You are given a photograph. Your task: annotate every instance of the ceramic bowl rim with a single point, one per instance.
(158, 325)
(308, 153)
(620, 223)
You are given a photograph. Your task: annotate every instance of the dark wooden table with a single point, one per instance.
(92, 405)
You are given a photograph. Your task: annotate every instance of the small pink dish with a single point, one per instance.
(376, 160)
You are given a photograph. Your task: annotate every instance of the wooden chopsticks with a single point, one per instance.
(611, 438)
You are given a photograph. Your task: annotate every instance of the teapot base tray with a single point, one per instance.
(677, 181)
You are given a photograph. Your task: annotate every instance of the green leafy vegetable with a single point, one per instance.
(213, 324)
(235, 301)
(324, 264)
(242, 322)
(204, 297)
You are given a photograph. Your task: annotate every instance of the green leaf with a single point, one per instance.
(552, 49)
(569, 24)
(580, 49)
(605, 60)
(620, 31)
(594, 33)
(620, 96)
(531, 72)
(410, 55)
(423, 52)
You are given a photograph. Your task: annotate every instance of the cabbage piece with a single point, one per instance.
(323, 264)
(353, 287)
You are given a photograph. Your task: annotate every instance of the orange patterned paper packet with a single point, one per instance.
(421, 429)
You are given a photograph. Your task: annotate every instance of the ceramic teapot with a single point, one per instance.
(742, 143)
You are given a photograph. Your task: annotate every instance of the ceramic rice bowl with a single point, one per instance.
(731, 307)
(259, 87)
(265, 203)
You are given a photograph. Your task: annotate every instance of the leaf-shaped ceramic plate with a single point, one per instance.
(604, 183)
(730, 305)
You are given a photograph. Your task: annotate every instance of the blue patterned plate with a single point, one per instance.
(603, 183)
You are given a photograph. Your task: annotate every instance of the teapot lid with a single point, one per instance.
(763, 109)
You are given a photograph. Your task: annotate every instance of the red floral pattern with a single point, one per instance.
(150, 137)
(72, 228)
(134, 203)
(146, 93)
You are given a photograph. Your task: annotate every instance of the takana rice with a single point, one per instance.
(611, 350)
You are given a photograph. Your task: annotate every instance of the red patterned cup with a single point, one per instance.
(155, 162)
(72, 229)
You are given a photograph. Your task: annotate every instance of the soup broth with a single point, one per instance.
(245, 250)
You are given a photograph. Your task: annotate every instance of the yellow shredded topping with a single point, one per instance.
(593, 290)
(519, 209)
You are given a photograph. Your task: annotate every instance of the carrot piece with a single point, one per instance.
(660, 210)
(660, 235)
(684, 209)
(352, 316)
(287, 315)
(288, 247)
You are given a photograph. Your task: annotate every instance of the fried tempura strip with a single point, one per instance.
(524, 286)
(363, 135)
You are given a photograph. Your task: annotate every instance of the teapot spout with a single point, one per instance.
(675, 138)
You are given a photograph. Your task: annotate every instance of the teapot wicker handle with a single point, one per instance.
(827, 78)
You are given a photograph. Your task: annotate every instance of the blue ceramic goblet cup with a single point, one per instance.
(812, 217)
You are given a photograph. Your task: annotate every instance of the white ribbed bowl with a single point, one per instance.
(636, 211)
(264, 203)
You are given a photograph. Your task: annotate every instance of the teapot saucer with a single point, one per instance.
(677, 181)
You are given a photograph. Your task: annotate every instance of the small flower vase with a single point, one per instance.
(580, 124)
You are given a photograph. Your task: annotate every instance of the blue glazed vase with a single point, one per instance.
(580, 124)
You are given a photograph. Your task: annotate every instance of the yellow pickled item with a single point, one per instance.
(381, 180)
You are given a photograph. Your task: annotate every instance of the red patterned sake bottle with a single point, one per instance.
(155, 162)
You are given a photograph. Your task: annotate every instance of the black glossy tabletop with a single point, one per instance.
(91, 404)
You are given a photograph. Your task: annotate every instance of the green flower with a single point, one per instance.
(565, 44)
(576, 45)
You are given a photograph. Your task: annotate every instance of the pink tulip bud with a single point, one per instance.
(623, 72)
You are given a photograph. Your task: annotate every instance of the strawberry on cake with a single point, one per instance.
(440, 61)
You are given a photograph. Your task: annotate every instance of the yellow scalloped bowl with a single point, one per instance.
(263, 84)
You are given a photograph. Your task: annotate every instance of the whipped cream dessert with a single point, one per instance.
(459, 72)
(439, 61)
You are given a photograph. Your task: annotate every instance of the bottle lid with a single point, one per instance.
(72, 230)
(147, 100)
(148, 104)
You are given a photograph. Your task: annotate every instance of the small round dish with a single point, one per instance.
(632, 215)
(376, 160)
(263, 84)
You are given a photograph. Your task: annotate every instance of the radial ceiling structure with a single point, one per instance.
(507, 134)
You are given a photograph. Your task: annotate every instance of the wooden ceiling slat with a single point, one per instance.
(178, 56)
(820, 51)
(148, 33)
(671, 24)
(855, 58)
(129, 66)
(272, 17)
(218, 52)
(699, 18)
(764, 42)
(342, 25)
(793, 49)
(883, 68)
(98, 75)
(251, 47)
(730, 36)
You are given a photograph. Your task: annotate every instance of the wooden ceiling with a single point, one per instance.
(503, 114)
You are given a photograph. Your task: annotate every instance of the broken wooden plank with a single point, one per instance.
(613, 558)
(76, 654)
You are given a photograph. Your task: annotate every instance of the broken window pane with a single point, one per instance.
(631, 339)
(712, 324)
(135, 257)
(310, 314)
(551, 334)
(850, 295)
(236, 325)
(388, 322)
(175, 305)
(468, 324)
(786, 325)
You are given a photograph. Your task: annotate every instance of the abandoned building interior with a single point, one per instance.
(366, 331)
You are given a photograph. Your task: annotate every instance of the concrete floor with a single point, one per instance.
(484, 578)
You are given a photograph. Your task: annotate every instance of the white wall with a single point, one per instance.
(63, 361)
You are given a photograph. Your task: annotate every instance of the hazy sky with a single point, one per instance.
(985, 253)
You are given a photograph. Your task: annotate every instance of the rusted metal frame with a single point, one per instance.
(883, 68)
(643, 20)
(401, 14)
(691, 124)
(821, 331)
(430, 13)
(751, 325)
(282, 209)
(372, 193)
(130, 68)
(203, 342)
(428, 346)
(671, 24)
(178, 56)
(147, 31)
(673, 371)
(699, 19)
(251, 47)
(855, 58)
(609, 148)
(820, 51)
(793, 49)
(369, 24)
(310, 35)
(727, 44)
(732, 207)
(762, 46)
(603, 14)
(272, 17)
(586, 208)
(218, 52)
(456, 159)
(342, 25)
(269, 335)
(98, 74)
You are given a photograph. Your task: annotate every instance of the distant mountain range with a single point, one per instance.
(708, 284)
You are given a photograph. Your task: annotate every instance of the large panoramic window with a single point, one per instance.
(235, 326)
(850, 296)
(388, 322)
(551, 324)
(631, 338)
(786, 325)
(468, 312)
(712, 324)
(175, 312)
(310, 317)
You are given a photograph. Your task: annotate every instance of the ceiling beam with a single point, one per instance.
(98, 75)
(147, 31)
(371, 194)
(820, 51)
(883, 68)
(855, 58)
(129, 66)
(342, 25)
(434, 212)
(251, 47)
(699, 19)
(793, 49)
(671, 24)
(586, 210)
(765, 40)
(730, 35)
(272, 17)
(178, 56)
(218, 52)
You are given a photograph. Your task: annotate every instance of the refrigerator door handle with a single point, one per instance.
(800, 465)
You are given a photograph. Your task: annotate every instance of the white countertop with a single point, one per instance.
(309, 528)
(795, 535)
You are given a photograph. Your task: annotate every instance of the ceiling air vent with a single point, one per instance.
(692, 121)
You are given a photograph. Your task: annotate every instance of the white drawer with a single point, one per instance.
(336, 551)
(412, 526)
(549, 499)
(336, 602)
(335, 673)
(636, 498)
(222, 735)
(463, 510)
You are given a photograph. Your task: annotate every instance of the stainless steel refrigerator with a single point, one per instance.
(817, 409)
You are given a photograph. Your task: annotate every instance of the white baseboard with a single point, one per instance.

--------------------

(Required work):
From the records above, extract every entry exactly as given.

(Solution to this task):
You are given a photograph. Your task: annotate every instance of the ceramic bowl rim with a single point, one per instance.
(158, 325)
(308, 153)
(620, 223)
You are given a photograph. Your task: annotate every instance of the dark wooden table with a single point, one per instance.
(92, 405)
You are given a photograph. Your task: annotate every instance of the small pink dish with a single point, one per instance.
(376, 160)
You are given a photograph. Your task: annotate every instance of the wooden chopsticks with a single point, one per instance.
(611, 438)
You are given a photograph. Your task: annotate every instance of the teapot base tray with a single point, one per instance.
(677, 181)
You are given a photograph. Your task: annotate every instance of the green leafy vegetable with a single point, one per instance.
(213, 324)
(235, 301)
(324, 264)
(242, 322)
(204, 297)
You are given a photograph. Your task: annotate every instance of the green leaf with a single point, one per instance.
(552, 49)
(569, 24)
(580, 49)
(605, 60)
(620, 31)
(594, 33)
(620, 96)
(531, 72)
(410, 55)
(423, 52)
You are given a photograph. Your task: annotate every instance of the cabbage piece with a single point, one per instance.
(323, 264)
(353, 287)
You are given a photograph. Your task: annotate every instance of the orange patterned paper packet with a single point, one per instance.
(421, 429)
You are given a photograph. Your task: annotate every instance of the ceramic teapot with a single point, one per instance.
(742, 143)
You are given a photograph. Your task: annotate every instance of the ceramic rice bowl with a single point, one per instance.
(731, 307)
(259, 87)
(265, 203)
You are given a photograph. Your task: annotate every instance of the leaf-shaped ceramic plate with a single point, one per instance.
(604, 183)
(730, 305)
You are given a photograph. Your task: annotate every instance of the blue patterned plate with a single point, one per instance.
(603, 183)
You are given a photograph. Your task: annotate every instance of the teapot lid with a single point, one per instance.
(763, 109)
You are given a photograph. Your task: annotate every instance of the red floral pattern with a single point, one per instance.
(150, 137)
(72, 228)
(134, 203)
(146, 93)
You are given a photograph. Your task: annotate every instance of the takana rice with a single point, one per instance.
(611, 350)
You are given a photograph. Your task: annotate every instance of the red patterned cup with a single point, one per instance.
(155, 162)
(72, 229)
You are given a photograph. Your task: annotate every instance of the soup broth with a single point, one per instance.
(245, 250)
You are given a photograph. Your task: annotate every instance of the yellow shredded topping with a single point, one per instance.
(593, 290)
(519, 209)
You are given a photograph. Your task: annotate every instance of the carrot piece with a single point, one per instance.
(660, 210)
(660, 235)
(684, 209)
(352, 316)
(287, 315)
(288, 247)
You are given a photograph. Your task: annotate every instance of the fried tempura strip with a single point, one per instance.
(524, 286)
(363, 135)
You are given a photograph. Your task: annotate every instance of the teapot spout with a single point, one per instance.
(675, 138)
You are given a photograph. Your task: annotate every instance of the teapot wicker handle with a single point, one per instance.
(827, 78)
You are given a photograph. Your task: annotate every instance of the blue ceramic goblet cup with a single point, one per instance.
(812, 217)
You are given a photograph. Your task: annotate every instance of the white ribbed bowl with a single point, one per instance.
(636, 211)
(264, 203)
You are given a photograph. Your task: annotate every instance of the teapot saucer with a single point, one per instance.
(677, 181)
You are given a photograph. Your task: annotate every instance of the small flower vase with a single point, one per instance.
(580, 124)
You are given a photograph. Your task: annotate every instance of the blue glazed vase with a single point, one per instance.
(580, 124)
You are given a photograph. Your task: annotate every instance of the yellow pickled item with a single point, one per instance.
(381, 180)
You are given a photograph. Your task: annotate every instance of the red patterned sake bottle with a single point, one per instance.
(155, 162)
You are given a photograph. Your task: annotate every instance of the black glossy tabletop with a single point, one per instance.
(91, 404)
You are given a photograph. Your task: annotate every instance of the green flower with a single point, one per instance.
(565, 44)
(576, 45)
You are given a photograph. Your task: annotate every instance of the pink tulip bud with a single point, one per instance.
(623, 72)
You are given a photograph. Your task: annotate every instance of the strawberry on cake with a single point, one per instance.
(440, 61)
You are given a photograph. Your task: annotate every instance of the yellow scalloped bowl with a single point, one per instance.
(263, 84)
You are given a photograph. Your task: annotate every instance of the whipped cream dessert with a single point, one per instance.
(459, 72)
(439, 61)
You are given a photograph. Your task: annotate every instance of the bottle lid with a single point, one per instance.
(72, 230)
(147, 100)
(148, 104)
You are given a photograph. Your task: annotate every instance of the small round dish with a single point, one per instance.
(632, 215)
(376, 160)
(263, 84)
You are given a photograph. Your task: annotate every instance of the radial ceiling structure with a single point, one per instance.
(507, 134)
You are given a photograph. Your task: annotate every instance of the wooden ceiling slat with a single point, one per instance.
(178, 56)
(820, 51)
(148, 33)
(671, 24)
(855, 58)
(129, 66)
(272, 17)
(218, 52)
(699, 18)
(764, 42)
(342, 25)
(793, 49)
(883, 68)
(98, 75)
(251, 47)
(730, 36)
You are given a photograph. Your task: annotate every instance of the wooden ceiling with a single point, one per instance.
(503, 114)
You are given a photograph. Your task: annotate every instance of the broken wooden plank with a single point, one per instance.
(613, 558)
(76, 654)
You are given a photograph. Your task: annotate every instance of the broken window pane with a single point, one per instance.
(631, 339)
(712, 324)
(135, 257)
(310, 314)
(551, 334)
(850, 295)
(236, 325)
(388, 322)
(175, 305)
(468, 324)
(786, 325)
You are given a photograph. Your task: annotate every instance of the abandoned building interior with a single point, one per instance.
(366, 331)
You are given a photograph. Your task: annotate every instance of the concrete floor with a single point, one per instance.
(484, 578)
You are given a photograph. Your task: annotate every instance of the white wall with a single point, one per instance.
(63, 361)
You are given a photograph. Your task: annotate every instance of the hazy sky with a single point, one per instance.
(985, 253)
You are given a photograph. Your task: annotate every instance of the rusted metal frame with a single point, one per instance.
(883, 68)
(643, 20)
(401, 14)
(691, 124)
(821, 331)
(430, 13)
(751, 325)
(282, 209)
(372, 193)
(130, 68)
(203, 342)
(428, 346)
(671, 24)
(178, 56)
(147, 31)
(673, 371)
(699, 19)
(251, 47)
(855, 58)
(609, 148)
(820, 51)
(793, 49)
(369, 24)
(310, 35)
(727, 44)
(732, 207)
(762, 46)
(603, 14)
(272, 17)
(586, 208)
(218, 52)
(456, 159)
(342, 25)
(269, 335)
(98, 74)
You are given a photograph. Your task: annotate every instance of the distant mountain range with a single point, one per instance.
(708, 284)
You are given a photograph. Your task: annotate every instance of the large panoramic window with a single point, one per instance.
(235, 326)
(850, 296)
(388, 322)
(551, 324)
(631, 338)
(786, 325)
(468, 312)
(712, 324)
(175, 312)
(310, 317)
You are given a photograph. Your task: annotate every instance of the ceiling beam with a single point, one per instance.
(98, 75)
(147, 31)
(371, 194)
(820, 51)
(883, 68)
(855, 58)
(129, 66)
(342, 25)
(434, 212)
(251, 47)
(699, 19)
(793, 49)
(671, 24)
(586, 210)
(765, 40)
(730, 35)
(272, 17)
(178, 56)
(218, 52)
You are given a photograph. Your task: annotate every instance of the refrigerator door handle with a single point, one per instance.
(800, 465)
You are given a photograph. Your task: annotate every instance of the white countertop with a single point, one per instance.
(309, 528)
(795, 535)
You are given a photograph. Your task: annotate every instance of the ceiling air vent with a single point, one per instance.
(692, 121)
You are given a photograph. Your task: annotate every instance of the white drawer with a single point, one per instance.
(336, 551)
(412, 526)
(549, 499)
(336, 602)
(335, 673)
(636, 498)
(222, 735)
(463, 510)
You are given a photograph. Your task: annotate every instance of the stainless steel refrigerator with a single point, one per instance.
(817, 409)
You are given a photograph. Your task: annotate every instance of the white baseboard with a single point, one per instance.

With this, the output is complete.